* [Material provided]:
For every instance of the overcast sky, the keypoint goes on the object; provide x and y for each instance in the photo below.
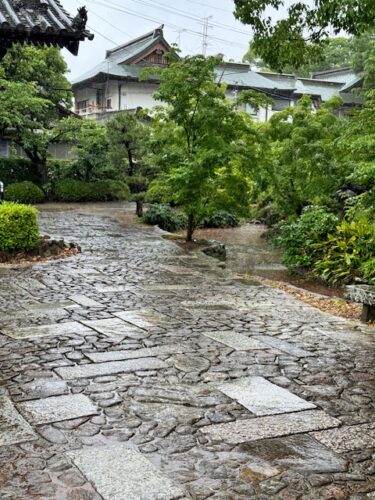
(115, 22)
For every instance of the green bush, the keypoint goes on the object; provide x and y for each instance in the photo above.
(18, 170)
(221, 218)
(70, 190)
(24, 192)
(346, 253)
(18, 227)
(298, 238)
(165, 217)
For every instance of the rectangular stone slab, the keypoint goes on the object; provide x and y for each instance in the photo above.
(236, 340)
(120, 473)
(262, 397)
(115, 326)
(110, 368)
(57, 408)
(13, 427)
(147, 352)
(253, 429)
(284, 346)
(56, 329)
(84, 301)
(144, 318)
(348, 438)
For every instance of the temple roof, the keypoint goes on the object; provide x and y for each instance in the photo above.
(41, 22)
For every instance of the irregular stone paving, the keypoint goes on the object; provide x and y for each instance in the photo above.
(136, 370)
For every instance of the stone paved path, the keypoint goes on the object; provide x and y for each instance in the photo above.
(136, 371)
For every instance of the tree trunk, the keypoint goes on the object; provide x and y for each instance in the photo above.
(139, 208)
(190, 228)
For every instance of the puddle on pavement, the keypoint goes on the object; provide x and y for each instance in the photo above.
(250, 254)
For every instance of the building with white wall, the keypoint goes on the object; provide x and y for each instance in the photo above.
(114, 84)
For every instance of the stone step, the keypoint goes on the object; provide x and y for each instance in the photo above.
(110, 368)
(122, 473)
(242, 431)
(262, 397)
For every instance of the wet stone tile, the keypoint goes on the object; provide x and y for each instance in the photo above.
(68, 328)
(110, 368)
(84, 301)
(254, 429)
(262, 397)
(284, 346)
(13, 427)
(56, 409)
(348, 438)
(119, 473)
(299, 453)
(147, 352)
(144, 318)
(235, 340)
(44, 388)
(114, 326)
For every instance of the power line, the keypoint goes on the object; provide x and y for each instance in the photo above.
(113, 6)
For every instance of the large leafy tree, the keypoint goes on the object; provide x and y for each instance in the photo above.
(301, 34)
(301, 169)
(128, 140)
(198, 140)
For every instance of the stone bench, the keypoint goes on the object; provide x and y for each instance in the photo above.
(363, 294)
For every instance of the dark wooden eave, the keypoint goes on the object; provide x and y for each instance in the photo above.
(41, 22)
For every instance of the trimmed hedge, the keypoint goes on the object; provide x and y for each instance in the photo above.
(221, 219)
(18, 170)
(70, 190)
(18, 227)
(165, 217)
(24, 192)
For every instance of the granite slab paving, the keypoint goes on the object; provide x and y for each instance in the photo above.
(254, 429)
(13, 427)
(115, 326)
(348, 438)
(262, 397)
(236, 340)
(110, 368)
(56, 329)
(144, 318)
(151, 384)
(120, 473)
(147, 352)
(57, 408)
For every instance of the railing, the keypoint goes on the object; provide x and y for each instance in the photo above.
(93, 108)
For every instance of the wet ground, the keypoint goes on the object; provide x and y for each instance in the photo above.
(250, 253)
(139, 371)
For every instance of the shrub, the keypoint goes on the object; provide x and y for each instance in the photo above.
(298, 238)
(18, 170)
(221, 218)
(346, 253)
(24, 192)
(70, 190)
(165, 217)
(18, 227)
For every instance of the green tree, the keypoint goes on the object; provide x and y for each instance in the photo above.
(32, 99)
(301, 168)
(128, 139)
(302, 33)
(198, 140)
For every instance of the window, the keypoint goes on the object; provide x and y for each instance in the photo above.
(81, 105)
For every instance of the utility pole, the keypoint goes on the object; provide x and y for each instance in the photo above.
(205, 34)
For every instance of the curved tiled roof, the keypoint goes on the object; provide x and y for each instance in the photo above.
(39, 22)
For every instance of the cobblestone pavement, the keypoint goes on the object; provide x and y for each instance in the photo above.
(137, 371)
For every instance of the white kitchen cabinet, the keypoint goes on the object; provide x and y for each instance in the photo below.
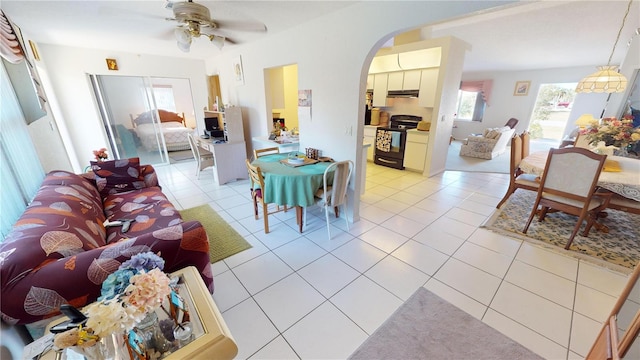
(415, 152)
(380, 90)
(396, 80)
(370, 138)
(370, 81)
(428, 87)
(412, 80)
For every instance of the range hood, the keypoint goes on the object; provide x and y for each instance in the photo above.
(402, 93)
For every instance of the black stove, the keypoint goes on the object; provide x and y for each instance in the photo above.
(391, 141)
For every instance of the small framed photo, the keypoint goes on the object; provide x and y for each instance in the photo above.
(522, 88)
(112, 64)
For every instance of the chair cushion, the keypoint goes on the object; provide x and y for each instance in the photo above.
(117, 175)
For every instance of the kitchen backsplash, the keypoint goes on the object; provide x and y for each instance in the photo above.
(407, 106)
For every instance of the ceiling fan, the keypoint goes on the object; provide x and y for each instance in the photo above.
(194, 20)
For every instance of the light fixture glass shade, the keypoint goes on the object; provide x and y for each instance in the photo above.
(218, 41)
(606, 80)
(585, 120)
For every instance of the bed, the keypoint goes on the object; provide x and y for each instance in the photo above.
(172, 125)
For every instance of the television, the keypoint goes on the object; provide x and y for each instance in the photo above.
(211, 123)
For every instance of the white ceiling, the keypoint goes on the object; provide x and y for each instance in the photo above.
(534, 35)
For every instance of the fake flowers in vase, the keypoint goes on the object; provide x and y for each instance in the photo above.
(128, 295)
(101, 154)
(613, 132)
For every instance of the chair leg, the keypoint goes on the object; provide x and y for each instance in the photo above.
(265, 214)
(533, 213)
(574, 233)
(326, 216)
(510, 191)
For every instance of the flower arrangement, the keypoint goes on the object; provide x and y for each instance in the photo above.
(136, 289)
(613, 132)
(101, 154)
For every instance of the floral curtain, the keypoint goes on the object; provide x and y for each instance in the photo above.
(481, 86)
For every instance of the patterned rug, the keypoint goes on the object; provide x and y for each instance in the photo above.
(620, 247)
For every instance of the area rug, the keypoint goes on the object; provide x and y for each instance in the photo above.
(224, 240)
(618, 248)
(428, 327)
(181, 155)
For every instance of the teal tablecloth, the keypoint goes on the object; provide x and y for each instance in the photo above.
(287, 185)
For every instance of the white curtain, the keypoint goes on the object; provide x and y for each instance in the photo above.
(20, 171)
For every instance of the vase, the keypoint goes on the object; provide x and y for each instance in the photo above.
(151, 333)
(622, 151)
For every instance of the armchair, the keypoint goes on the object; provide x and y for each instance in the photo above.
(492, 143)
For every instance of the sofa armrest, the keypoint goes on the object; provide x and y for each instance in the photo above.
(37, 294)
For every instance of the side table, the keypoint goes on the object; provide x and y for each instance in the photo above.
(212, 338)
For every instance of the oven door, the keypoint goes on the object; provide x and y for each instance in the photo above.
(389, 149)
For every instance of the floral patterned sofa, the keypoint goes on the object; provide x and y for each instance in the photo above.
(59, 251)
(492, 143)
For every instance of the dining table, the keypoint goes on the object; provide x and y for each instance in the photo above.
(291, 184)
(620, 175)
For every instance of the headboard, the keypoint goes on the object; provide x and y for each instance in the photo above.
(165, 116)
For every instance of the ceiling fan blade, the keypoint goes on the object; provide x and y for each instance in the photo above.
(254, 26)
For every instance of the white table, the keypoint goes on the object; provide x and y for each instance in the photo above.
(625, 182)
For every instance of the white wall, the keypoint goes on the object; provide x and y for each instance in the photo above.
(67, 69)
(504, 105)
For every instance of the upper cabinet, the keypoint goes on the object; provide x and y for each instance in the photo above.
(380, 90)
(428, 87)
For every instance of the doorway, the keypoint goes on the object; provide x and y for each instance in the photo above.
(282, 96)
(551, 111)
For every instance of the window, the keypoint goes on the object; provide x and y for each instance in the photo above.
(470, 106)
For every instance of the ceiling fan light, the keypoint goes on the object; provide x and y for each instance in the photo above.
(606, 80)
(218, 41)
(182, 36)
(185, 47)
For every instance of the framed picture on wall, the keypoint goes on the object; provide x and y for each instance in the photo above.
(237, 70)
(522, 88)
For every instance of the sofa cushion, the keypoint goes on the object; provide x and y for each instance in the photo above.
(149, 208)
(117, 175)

* [Description of the task]: Beginning at the line where "For every instance of the armchair, the" appears, extract each line through the end of the data above; keep them exact and include nothing else.

* [Full response]:
For every instance of the armchair, the keypoint goes on the object; provide x and y for each instance in the photo above.
(492, 143)
For every instance of the sofa armrest, the keypoint goes on the object; provide x and y for each instance in the photo above.
(37, 294)
For every instance of the side table, the keypoint goes on the object; provide x and y for each instance in the photo above.
(212, 338)
For every instance of the oven door, the keypoint goes on the object; provide x and y for each instance in the photo above.
(389, 149)
For every instance of the floral patterned sofa, the keypoint goes on the object; provide x and y for each instance in the photo above.
(59, 251)
(492, 143)
For every instance of the dining table, the keypoint goes on the object; provide x and y for each instance in the photo above.
(291, 184)
(620, 175)
For every instance of the headboard, the keypoint goes on the object; provide x and y for each instance in the photo above.
(165, 116)
For every instance of the ceiling fan blade, the keypoint goes on the object; provide x and y for each instance in the photo above.
(254, 26)
For every instance of the white table, the keypoint goes on the object; provide x and y for each instance in the photo above.
(625, 182)
For every instance of the white wall, the keypoint goes on the object; provide x and y for each instance in the photo above.
(67, 69)
(504, 105)
For every instance of the upper cabinet, the keypoint goes on the object; provide x and y for each instance in the photo above.
(380, 90)
(428, 87)
For every instance of the doorway, the keypoint goes on the object; provide x and y for each instance in the photo above.
(282, 96)
(551, 111)
For every instance of the window, the keypoint goes on the object; provide x and y for each instance in the photo above.
(470, 106)
For every instance of the ceiling fan light, the keypoint goes on the object; provide x and y for each instance in the photo above.
(606, 80)
(218, 41)
(182, 36)
(185, 47)
For every instance of the framed picture on wall, the keypoint goes on the object; provide x and y for each instance in the photo above.
(237, 70)
(522, 88)
For every instance of the sofa cushion, the keypoint goes on the object; provide x and y for each instance in the photo above.
(149, 208)
(117, 175)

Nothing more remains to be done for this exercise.